2. Civil society crackdown: Reopening the authoritarian playbook?

Kais Saied advocates what he repeatedly calls a ‘sovereign state’ run by a ‘strong’ President. The problem at this level is that the combination of a president operating within a hyper-presidentialist regime with quasi-monarchical sovereignty, all the while denouncing ‘foreign interference’, [6] is motivated by his fear of both foreign and internal criticism of his policies.

This present political atmosphere explains the harsh sentences in a mass trial of 40 public figures in April 2025, including the leaders and members of the National Salvation Front, Citizens Against the Coup, and Ennahda (now the Renaissance Islamic Democratic Political Party), established in 1981 as the ‘Movement of Islamic Tendency’ (MIT). Former President Marzouki (2011–2014), voted in by the popularly elected National Constituent Assembly in 2011, was condemned to 22 years in absentia, charged with ‘terrorism’ and ‘treason’ based on a law enacted in 2022 by the President, Decree Law 54, that prohibits ‘spreading false news’.

Many questions need to be asked to better understand the nature of the current Tunisian political system and the evolution of the creeping process of de-democratisation, which is invariably identified as a return of authoritarianism, autocracy, and autocratisation.

How did the process of liberalisation and democratisation, triggered in the post-Ben Ali dictatorial era, become derailed, causing the transition to stall and instigating backsliding and eventual breakdown? Scholars will debate the precise combination of factors that led to this difficult situation for years to come. [7] However, some combination of elite fragmentation and political paralysis, popular dissatisfaction with post-2011 ruling elites amidst deteriorating economic conditions, and a subsequent explosion of ideologised populist fervour offer some clues about what precipitated Saied’s power grab.[8] More precisely, prior to 2021, the stagnation and subsequent regression in the democratic transition may be attributed to both the late President Beji Caid Essebsi (2014–19) and to Kais Saied himself during the beginning of his first mandate (2019–21). [9] The days of the 2014 constitution were numbered after the wrangling between what was called the three Presidents: of the Republic, the Government, and the Parliament.

For Saied, the revolution that began on 17 December 2010, initiated by the people in the marginalised regions, was followed at the beginning of 2011 by what he sees as the ‘counter-revolution’, led by the urban elites.
Thus, Saied’s conception of ‘true’ democracy is forged against the elites and liberal political institutions [10] that were guilty of having excluded the demos after 2011. Statist hostility to liberal democracy and the recurrence of authoritarian populist rhetoric are well ingrained in Tunisian politics. It has been remarked that the current regime is both party-less and anti-party. Saied, who has designed a new political system based on his own views of democracy’s shortcomings, believes that the time of political parties has passed. What his critics consider an authoritarian regime is, for him, a new party-less democracy, different from failing models of Western democracy. Here, some of Saied’s opinions resonated with many people. The ‘disillusionment’ [11] and ‘disengagement’ [12] of those citizens forgotten by the ‘revolution’ was followed by an endless spectacle of a democratic transition that itself fell apart. This disaffection probably contributed to filling the ranks of those who welcomed the President’s declaration of a state of emergency. Thus, the doors were open for him to think, like Habib Bourguiba (Tunisia’s first president, 1956-1987), “I am the system!” If this populist dimension is taken into consideration, then speaking of the end of the democratic transition becomes a plausible hypothesis.

:: Supplied records ::
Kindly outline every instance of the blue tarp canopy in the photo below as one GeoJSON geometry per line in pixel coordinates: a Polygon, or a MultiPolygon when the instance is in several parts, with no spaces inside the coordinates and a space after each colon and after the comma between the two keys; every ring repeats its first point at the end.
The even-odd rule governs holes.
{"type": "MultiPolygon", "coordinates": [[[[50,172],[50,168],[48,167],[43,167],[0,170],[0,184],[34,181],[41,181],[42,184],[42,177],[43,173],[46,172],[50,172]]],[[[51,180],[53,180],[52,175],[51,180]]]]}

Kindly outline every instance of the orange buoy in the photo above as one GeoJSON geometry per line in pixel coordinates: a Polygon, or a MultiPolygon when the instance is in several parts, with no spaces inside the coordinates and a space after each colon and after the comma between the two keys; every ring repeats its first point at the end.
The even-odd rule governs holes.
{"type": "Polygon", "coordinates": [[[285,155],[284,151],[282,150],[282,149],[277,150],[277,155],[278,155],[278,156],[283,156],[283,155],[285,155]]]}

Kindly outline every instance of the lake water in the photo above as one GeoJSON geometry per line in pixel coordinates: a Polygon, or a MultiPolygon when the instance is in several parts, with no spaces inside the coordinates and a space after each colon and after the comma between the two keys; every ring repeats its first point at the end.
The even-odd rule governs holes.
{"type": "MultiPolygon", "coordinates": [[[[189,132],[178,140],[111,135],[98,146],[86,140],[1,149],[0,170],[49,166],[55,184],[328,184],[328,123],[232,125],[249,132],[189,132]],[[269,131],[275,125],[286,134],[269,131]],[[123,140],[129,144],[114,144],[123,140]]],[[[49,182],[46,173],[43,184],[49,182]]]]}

:: Objective 1 ::
In the text on Tunisia's political crackdown, why is Saied's idea of "true" democracy set against the elites and liberal political institutions? Explain in one to three sentences.
:: Objective 2 ::
Answer these questions from the text on Tunisia's political crackdown:
(a) How many public figures were tried in the mass trial of April 2025?
(b) What sentence did former President Marzouki receive?
(c) Who was Tunisia's first president, and in what years did he serve?
:: Objective 3 ::
Write a continuation of the text on Tunisia's political crackdown, picking up after its last sentence.
The entries have no connection to the text on Tunisia's political crackdown.

:: Expected answer 1 ::
Saied holds that the elites and liberal political institutions were guilty of excluding the demos after 2011. In his view, the revolution that people in the marginalized regions began on 17 December 2010 was followed in early 2011 by a "counter-revolution" led by the urban elites.

:: Expected answer 2 ::
(a) Forty public figures were tried.
(b) He was sentenced to 22 years in absentia.
(c) Habib Bourguiba was Tunisia's first president, serving from 1956 to 1987.

:: Expected answer 3 ::
In light of these complex factors that helped abort Tunisia’s democratic experiment, the many recommendations coming from international experts should aim at preventing Tunisia’s free fall and counteracting the trend toward deepening poverty, inequality, social conflict, and rising violence, instead of providing more support to the security sector. [13] Thus, the call to support a Tunisia that is more economically integrated with Europe and the world economic system would be a much better alternative than what exists in Tunisia today: a ‘failed autocracy held together by repression and external aid’. [14]

Indeed, the inconsistencies in Kais Saied’s own actions underscore the problem with focusing on security issues in understanding Tunisia’s many problems today. It is worth reflecting on the President’s U-turn on a matter that bears on one o his own draft laws, which in his new system have priority over parliamentarians’ proposals. In the case of a law which unmistakably intended to ‘criminalise normalising relations’ between Tunisia and Israel, Kais Saied, Commander in Chief of t Army and also Commanding the Security Forces (since July 2021), cornered the Parliament, and the debate on his bill was suspended after he objected to it. [15]

IS THE ‘THIRD REPUBLIC’ USING THE LEGAL SYSTEM FOR A REPRESSIVE CLAMPDOWN?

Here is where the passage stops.